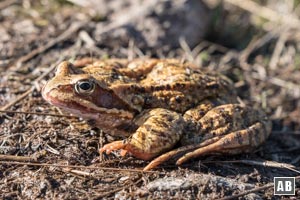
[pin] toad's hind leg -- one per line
(241, 129)
(159, 130)
(225, 129)
(236, 142)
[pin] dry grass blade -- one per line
(22, 96)
(266, 13)
(7, 3)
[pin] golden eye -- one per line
(84, 86)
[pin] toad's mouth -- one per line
(84, 108)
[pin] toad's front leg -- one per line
(159, 130)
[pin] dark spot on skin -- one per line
(142, 90)
(178, 99)
(201, 113)
(239, 138)
(212, 86)
(91, 122)
(170, 118)
(148, 100)
(129, 128)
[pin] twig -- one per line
(7, 3)
(77, 167)
(37, 113)
(278, 49)
(270, 185)
(17, 158)
(248, 192)
(117, 189)
(266, 13)
(264, 163)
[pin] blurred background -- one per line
(256, 43)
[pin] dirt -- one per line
(53, 157)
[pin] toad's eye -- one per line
(84, 86)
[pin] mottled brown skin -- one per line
(158, 104)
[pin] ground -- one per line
(43, 156)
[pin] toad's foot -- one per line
(113, 146)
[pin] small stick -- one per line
(248, 192)
(17, 158)
(117, 189)
(7, 3)
(76, 167)
(37, 113)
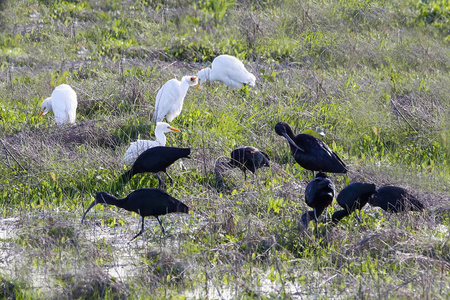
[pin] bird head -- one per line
(181, 207)
(202, 76)
(46, 106)
(165, 127)
(193, 80)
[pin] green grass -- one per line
(374, 75)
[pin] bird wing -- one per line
(231, 71)
(64, 104)
(165, 99)
(319, 145)
(136, 148)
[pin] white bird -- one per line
(228, 69)
(136, 148)
(63, 103)
(170, 97)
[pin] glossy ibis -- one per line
(154, 160)
(319, 194)
(145, 202)
(309, 152)
(353, 197)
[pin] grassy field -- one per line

_What is expected_
Write these lines out again, changing every "toad's" to "frog's" and keeping everything else the same. Leave the pictures out of your answer.

_Solution for this exercise_
[pin] frog's hind leg -- one per line
(241, 129)
(159, 130)
(225, 129)
(236, 142)
[pin] dry grass blade -- one per line
(22, 96)
(266, 13)
(7, 3)
[pin] golden eye -- one per line
(84, 86)
[pin] frog's mouth -- one per line
(84, 108)
[pin] frog's front leg -- one per line
(159, 130)
[pin] dark spot on skin -- one per line
(142, 90)
(178, 99)
(201, 113)
(239, 138)
(212, 86)
(91, 122)
(170, 118)
(148, 100)
(129, 128)
[pin] twig -- one per line
(7, 3)
(77, 167)
(37, 113)
(278, 49)
(270, 185)
(17, 158)
(248, 192)
(117, 189)
(266, 13)
(264, 163)
[pin] blurred background -- one per line
(256, 43)
[pin] dirt -- one per line
(53, 157)
[pin] frog's eye -- one per line
(84, 86)
[pin] mottled brown skin -- one per line
(158, 104)
[pin] ground -- one per line
(43, 156)
[pin] frog's foot -- one per line
(113, 146)
[pin] small stick -- one per line
(248, 192)
(17, 158)
(117, 189)
(7, 3)
(76, 167)
(37, 113)
[pin] bird head -- one per line
(181, 207)
(202, 76)
(46, 106)
(165, 127)
(193, 80)
[pin] green grass -- one per line
(374, 75)
[pin] bird wing -- one per line
(231, 71)
(64, 104)
(165, 99)
(319, 145)
(136, 148)
[pin] white bird -- one per line
(228, 69)
(136, 148)
(63, 103)
(170, 97)
[pin] glossy ibis -- one per line
(154, 160)
(319, 194)
(145, 202)
(309, 152)
(353, 197)
[pin] grassy field -- one per line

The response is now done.